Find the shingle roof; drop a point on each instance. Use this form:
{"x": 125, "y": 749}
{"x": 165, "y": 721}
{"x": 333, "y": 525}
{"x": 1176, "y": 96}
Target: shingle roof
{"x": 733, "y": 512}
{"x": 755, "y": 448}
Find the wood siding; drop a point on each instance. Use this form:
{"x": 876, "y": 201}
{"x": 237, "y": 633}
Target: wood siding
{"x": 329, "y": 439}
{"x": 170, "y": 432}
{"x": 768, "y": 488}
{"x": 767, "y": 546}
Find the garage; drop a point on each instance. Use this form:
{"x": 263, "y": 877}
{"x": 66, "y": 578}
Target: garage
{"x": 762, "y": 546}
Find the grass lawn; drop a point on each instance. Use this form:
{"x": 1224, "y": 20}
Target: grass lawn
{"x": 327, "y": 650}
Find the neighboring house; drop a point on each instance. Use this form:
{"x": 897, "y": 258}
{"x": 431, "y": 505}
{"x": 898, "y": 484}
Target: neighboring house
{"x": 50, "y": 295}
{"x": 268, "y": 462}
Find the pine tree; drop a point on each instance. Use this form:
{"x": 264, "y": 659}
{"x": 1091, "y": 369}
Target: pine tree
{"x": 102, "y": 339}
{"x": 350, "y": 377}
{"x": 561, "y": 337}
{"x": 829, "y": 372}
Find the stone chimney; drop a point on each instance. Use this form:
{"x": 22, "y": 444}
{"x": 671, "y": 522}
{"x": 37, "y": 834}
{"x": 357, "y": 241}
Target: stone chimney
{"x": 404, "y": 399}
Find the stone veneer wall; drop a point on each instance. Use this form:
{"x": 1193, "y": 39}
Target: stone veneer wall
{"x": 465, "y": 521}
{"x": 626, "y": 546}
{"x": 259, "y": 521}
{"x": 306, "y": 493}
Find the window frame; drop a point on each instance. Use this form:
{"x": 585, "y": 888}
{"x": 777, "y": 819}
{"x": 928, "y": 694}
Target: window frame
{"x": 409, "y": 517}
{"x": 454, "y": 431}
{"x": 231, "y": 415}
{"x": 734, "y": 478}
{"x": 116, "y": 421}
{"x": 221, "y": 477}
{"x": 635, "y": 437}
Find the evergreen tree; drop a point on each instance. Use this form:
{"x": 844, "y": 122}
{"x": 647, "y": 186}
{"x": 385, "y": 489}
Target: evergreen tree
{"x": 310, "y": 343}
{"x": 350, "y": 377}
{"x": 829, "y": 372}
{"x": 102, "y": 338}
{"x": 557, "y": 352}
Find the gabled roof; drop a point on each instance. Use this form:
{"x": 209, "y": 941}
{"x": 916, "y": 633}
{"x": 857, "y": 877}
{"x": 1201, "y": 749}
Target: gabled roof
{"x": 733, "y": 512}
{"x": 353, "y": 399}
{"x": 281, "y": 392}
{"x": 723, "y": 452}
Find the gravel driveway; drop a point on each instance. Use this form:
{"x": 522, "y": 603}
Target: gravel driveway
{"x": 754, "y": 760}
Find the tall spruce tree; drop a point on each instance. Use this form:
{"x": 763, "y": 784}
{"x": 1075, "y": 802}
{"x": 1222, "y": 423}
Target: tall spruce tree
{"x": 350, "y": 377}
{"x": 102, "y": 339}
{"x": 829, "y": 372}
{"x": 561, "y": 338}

### EXERCISE OBJECTIVE
Copy all the lines, exactly.

### RESULT
Find the shingle roof; drop a point on each instance. Use this form:
{"x": 125, "y": 749}
{"x": 165, "y": 721}
{"x": 333, "y": 525}
{"x": 1176, "y": 96}
Target: shingle roof
{"x": 733, "y": 512}
{"x": 755, "y": 448}
Find the wood siding; drop a point on each instance. Use this form:
{"x": 876, "y": 201}
{"x": 237, "y": 633}
Target: wood siding
{"x": 329, "y": 439}
{"x": 170, "y": 432}
{"x": 768, "y": 488}
{"x": 767, "y": 546}
Find the garage; drop a point on each instance. Use this form:
{"x": 263, "y": 877}
{"x": 66, "y": 578}
Target: garage
{"x": 762, "y": 546}
Find the grass lawn; drop a point on each instance. Use this form:
{"x": 1224, "y": 20}
Target: grass lawn
{"x": 327, "y": 650}
Find the neighboring house; drop a point on each instance. Use this form:
{"x": 897, "y": 258}
{"x": 431, "y": 505}
{"x": 898, "y": 484}
Target: neighboring house
{"x": 50, "y": 295}
{"x": 268, "y": 462}
Find the pine tree; drop a point on each instance. Use this form:
{"x": 264, "y": 659}
{"x": 1091, "y": 369}
Target: pine tree
{"x": 102, "y": 339}
{"x": 350, "y": 377}
{"x": 561, "y": 337}
{"x": 829, "y": 372}
Find the stone chimney; drop a point on each instance. Use this form:
{"x": 22, "y": 444}
{"x": 671, "y": 522}
{"x": 37, "y": 834}
{"x": 357, "y": 241}
Target: stone chimney
{"x": 404, "y": 399}
Find the stone veneer wall; drop a point on each instance. Use this form:
{"x": 1193, "y": 39}
Target: stone veneer wall
{"x": 465, "y": 521}
{"x": 626, "y": 546}
{"x": 259, "y": 521}
{"x": 306, "y": 493}
Find the window frame; drop a point on each instance. Use this form:
{"x": 585, "y": 888}
{"x": 777, "y": 819}
{"x": 928, "y": 694}
Target: window frame
{"x": 409, "y": 517}
{"x": 454, "y": 431}
{"x": 231, "y": 415}
{"x": 734, "y": 478}
{"x": 116, "y": 421}
{"x": 221, "y": 477}
{"x": 635, "y": 437}
Find the evergreen tree; drop a point on each instance. Use this form:
{"x": 844, "y": 122}
{"x": 647, "y": 186}
{"x": 385, "y": 489}
Target: evergreen tree
{"x": 310, "y": 343}
{"x": 350, "y": 377}
{"x": 829, "y": 372}
{"x": 102, "y": 338}
{"x": 557, "y": 352}
Find the gabled roof; drop a point on each instance. Use this form:
{"x": 209, "y": 941}
{"x": 916, "y": 633}
{"x": 857, "y": 877}
{"x": 1201, "y": 749}
Target: gabled roof
{"x": 733, "y": 512}
{"x": 353, "y": 399}
{"x": 281, "y": 392}
{"x": 723, "y": 452}
Find the gravel driveway; drop a point on each instance. Use this form:
{"x": 522, "y": 603}
Target: gravel driveway
{"x": 754, "y": 760}
Find the tall spruce tree; drop a point on each instance. Use this form:
{"x": 763, "y": 784}
{"x": 1075, "y": 802}
{"x": 1222, "y": 423}
Target: tall spruce tree
{"x": 350, "y": 377}
{"x": 102, "y": 339}
{"x": 829, "y": 372}
{"x": 561, "y": 338}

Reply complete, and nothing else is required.